ダクタク句集2021年(令和3年)11月 [ダクタク2021年11月]
11/30tue
秋野菜 画材として後 分けたまふ
(あきやさい がざいとしてのち わけたもう)
秋の暮 一幕ものの 場を数ふ
(あきのくれ いちまくものの ばをかぞふ)
※我が創作にかかる芝居、長かったなァと思っ
たが、アレッ・・・一幕だったか? 今から
考えると色んな幕があって良かった、そうす
るつもりだったのに。残念。まあ場数は多い
し、今も続いているね。
しかしぃ・・ちょっと待ってェな。ちょっと
書き換えるやさかい。エエェ、出来ひんて?
そ、そんな後生な・・・。
小春日の 人居ぬ園や 獏眠る
(こはるびの ひといぬえんや ばくねむる)
11/28sun
小春日や なに食うたとから 長電話
(こはるびや なにくうたとから ながでんわ)
※スマホで通話はスピーカーで。そして胸のポ
ケットに突っ込んだまま話をする。両手フリ
ーで。長引く友人とのスタイルがこれに落ち
着き、スマホって便利だなァと感心。大いに
笑われた。女の長電話を実体験中。
11/26fri
足腰の かすかに重く 石蕗の花
(あしこしの かすかにおもく つわのはな)
※金木犀の生垣の剪定をやった。2日がかり。
11/25thu
母くれし やなぎ行李よ 冬支度
(ははくれし やなぎごうりよ ふゆじたく)
友の笑み 蝶々とともに 冬茜
(とものえみ ちょうちょとともに ふゆあかね)
※後輩の蝶キチの撮った写真が来年のカレンダ
ーに採用されたと、それを贈ってくれた。立
派な全国版で、彼の渾身の写真12枚が各月
を飾っている。すごい出来だ。嬉しい。
11/23tue
マップ上 動線たどる 一葉忌
(まっぷじょう どうせんたどる いちようき)
※一葉人気は根強い。都心の3か所の旧居跡を
訪ねる人は引きも切らず、ネットの「一葉暮
らしの研究」もいまだに旺盛のよう。

手元の情報
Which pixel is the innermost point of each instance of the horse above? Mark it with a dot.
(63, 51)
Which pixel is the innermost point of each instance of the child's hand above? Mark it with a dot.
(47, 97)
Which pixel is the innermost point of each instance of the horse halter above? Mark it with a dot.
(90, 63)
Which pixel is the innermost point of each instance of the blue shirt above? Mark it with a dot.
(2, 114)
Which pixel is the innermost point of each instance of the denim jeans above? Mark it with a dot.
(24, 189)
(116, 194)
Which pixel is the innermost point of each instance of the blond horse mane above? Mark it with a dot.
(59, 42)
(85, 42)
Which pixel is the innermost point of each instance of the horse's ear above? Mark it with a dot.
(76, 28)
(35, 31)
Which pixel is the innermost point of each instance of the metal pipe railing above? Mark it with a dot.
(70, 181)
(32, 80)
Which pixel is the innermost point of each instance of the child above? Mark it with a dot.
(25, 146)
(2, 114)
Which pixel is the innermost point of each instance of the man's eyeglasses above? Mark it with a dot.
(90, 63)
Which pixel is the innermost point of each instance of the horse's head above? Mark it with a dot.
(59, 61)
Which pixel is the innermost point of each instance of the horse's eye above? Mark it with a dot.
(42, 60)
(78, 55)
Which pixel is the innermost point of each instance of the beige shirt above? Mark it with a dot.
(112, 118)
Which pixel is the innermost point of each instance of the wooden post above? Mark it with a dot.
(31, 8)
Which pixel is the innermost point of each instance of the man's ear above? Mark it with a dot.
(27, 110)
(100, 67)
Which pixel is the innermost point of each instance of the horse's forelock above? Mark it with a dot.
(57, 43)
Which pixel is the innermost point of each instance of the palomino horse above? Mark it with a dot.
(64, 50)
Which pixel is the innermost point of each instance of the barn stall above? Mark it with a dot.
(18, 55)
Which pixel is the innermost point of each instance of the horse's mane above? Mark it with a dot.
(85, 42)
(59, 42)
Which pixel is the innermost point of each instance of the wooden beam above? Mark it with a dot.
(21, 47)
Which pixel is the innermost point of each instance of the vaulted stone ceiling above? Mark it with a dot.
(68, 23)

やること
1. この句集について、次の(a)〜(c)が本文の内容と合っているかを答えてください。(a) 11月26日の記録では、金木犀の生垣の剪定に2日かかった。(b) 後輩の写真が使われたカレンダーは地方版である。(c) スマホでの通話はイヤホンを使っている。それぞれ「はい」か「いいえ」で答え、決め手になる本文の言葉をそのまま引用してください。
2. この句集から、「小春日の 人居ぬ園や 獏眠る」で始まり「笑われた。女の長電話を実体験中。」で終わる部分を一字も変えずに書き写してください。
このリストは今回の作業とは関係ありません。

最終結果
1.
(a) はい。「金木犀の生垣の剪定をやった。2日がかり。」
(b) いいえ。「立派な全国版で」
(c) いいえ。「スマホで通話はスピーカーで。」

2.
小春日の 人居ぬ園や 獏眠る
(こはるびの ひといぬえんや ばくねむる)
11/28sun
小春日や なに食うたとから 長電話
(こはるびや なにくうたとから ながでんわ)
※スマホで通話はスピーカーで。そして胸のポ
ケットに突っ込んだまま話をする。両手フリ
ーで。長引く友人とのスタイルがこれに落ち
着き、スマホって便利だなァと感心。大いに
笑われた。女の長電話を実体験中。